Write out the part of the post about Hidden Markov Models between "(a) if the observation" and "this correct ?", inclusive, with no changes.

- Supplied passage
=======
I am learning Hidden Markov Models and trying to solve this problem. A Hidden Markov Model has 2 states $\displaystyle \{1,2\}$ and 3 observations $\displaystyle \{a,b,c\}$. The state transition matrix (A), observation matrix (B)and initial matrix ($\displaystyle \pi$) of the model is given below.

$\displaystyle A = \begin{bmatrix}0.9 & 0.1\\ 0.3 & 0.7 \end{bmatrix}$

$\displaystyle B = \begin{bmatrix} 0.3 & 0.4 & 0.3 \\ 0.2 & 0.6 & 0.2\end{bmatrix}$

$\displaystyle \pi =\begin{bmatrix} 0.7 & 0.3 \end{bmatrix} $

(a) if the observation sequence is $\displaystyle \{a,a,b\}$ and the hidden sequence is $\displaystyle \{1,1,2\}$ , calculate the probablity that the next observation is $\displaystyle ``b"$

(b) For question (a), if the next observation is b, what is the probability that the hidden sequence is $\displaystyle \{1,1,2,2\}$

Now I have some questions here. For part (a), using the conditional probability laws, I would have

$\displaystyle P(b | \{a,a,b\}) = \frac{P(\{a,a,b,b\}}{P(\{a,a,b\}}$

Is this correct ?
=======
- Record extracts

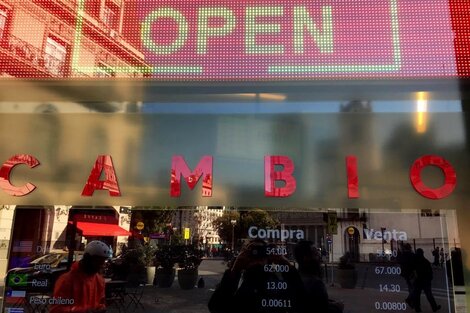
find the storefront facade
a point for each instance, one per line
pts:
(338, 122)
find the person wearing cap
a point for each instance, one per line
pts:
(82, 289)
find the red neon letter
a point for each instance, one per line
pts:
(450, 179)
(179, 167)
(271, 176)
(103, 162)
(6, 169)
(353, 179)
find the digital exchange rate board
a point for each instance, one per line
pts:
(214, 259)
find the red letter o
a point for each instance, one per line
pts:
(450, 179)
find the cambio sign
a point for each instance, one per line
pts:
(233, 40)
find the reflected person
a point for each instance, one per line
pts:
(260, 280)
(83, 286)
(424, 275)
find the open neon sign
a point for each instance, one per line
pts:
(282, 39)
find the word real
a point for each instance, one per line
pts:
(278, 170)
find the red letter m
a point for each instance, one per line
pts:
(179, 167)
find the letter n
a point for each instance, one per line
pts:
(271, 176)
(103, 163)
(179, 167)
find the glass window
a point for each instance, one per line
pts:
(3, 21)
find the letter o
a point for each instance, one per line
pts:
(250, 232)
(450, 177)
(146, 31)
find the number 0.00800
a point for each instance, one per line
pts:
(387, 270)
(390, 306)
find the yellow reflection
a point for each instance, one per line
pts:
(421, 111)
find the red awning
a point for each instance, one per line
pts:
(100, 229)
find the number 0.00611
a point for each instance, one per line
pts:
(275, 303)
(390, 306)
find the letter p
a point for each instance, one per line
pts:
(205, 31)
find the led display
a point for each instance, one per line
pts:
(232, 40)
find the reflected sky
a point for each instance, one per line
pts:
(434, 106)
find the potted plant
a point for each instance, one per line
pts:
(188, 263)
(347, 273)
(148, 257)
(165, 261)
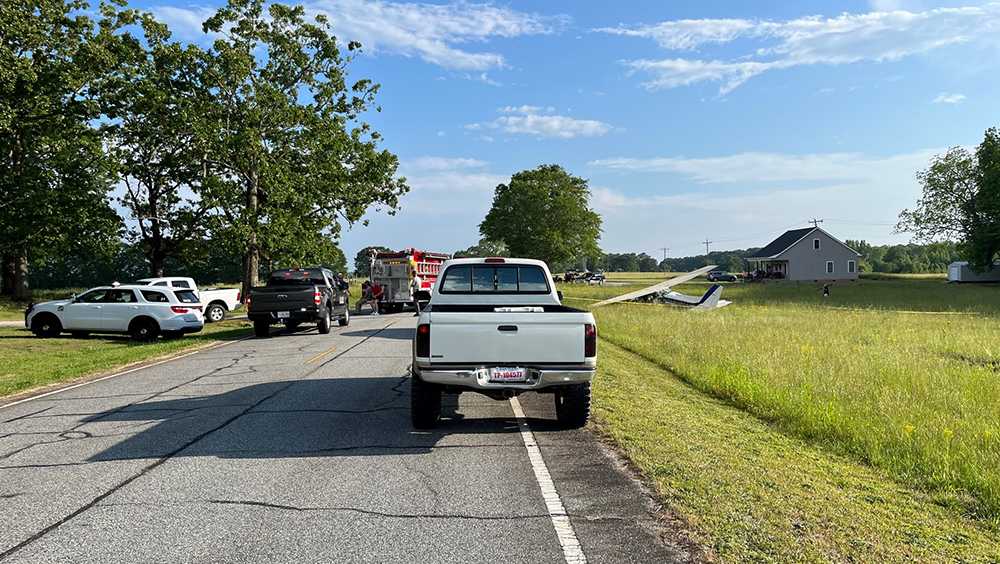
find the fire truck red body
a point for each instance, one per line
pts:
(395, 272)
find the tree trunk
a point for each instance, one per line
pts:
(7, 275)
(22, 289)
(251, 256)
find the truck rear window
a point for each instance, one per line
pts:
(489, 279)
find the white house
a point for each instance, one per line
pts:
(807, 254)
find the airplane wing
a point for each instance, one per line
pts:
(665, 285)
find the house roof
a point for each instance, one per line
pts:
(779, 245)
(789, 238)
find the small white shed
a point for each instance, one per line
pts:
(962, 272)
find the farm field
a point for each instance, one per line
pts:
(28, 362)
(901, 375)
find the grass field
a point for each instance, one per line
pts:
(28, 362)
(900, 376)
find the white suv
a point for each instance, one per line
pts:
=======
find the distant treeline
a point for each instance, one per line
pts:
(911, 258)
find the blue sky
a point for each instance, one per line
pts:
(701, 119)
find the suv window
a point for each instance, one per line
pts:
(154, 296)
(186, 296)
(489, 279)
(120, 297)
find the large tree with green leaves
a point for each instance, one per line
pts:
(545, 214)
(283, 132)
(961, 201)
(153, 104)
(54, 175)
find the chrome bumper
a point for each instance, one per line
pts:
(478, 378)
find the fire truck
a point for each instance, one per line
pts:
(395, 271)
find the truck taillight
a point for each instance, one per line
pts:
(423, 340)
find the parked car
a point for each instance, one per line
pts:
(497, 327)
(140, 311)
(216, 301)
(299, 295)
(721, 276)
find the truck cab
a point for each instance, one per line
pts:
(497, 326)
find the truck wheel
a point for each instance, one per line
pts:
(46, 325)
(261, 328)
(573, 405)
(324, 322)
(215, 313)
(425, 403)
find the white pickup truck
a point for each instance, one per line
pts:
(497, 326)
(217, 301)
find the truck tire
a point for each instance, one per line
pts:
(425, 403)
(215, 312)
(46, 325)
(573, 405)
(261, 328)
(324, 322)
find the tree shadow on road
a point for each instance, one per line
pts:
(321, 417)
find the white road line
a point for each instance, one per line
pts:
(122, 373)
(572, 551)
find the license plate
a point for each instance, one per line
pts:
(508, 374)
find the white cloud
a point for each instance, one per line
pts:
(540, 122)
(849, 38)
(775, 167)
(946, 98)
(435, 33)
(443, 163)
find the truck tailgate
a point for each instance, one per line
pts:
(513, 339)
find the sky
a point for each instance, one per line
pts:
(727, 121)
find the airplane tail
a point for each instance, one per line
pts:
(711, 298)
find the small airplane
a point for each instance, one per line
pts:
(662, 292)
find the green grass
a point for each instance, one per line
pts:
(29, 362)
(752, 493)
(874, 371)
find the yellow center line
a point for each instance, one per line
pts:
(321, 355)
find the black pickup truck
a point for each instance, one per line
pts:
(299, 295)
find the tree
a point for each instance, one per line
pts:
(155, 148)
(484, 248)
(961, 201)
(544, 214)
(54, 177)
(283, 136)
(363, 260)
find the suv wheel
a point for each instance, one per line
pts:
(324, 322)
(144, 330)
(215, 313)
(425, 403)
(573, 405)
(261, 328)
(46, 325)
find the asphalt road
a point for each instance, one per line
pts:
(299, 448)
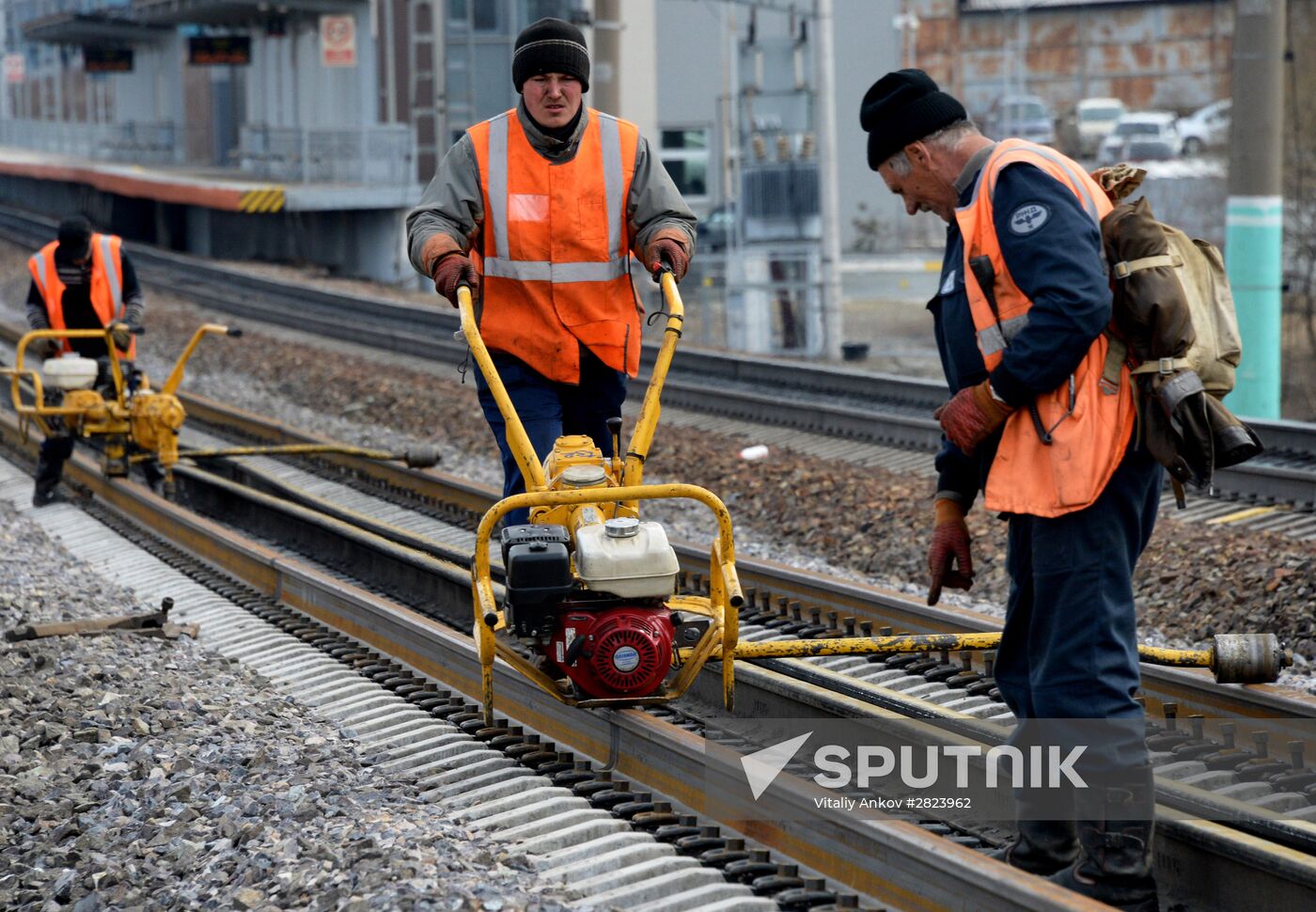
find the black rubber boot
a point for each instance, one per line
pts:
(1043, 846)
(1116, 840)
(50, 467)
=======
- Worked answer
(a) if the observation sequence is $\displaystyle \{a,a,b\}$ and the hidden sequence is $\displaystyle \{1,1,2\}$ , calculate the probablity that the next observation is $\displaystyle ``b"$

(b) For question (a), if the next observation is b, what is the probability that the hidden sequence is $\displaystyle \{1,1,2,2\}$

Now I have some questions here. For part (a), using the conditional probability laws, I would have

$\displaystyle P(b | \{a,a,b\}) = \frac{P(\{a,a,b,b\}}{P(\{a,a,b\}}$

Is this correct ?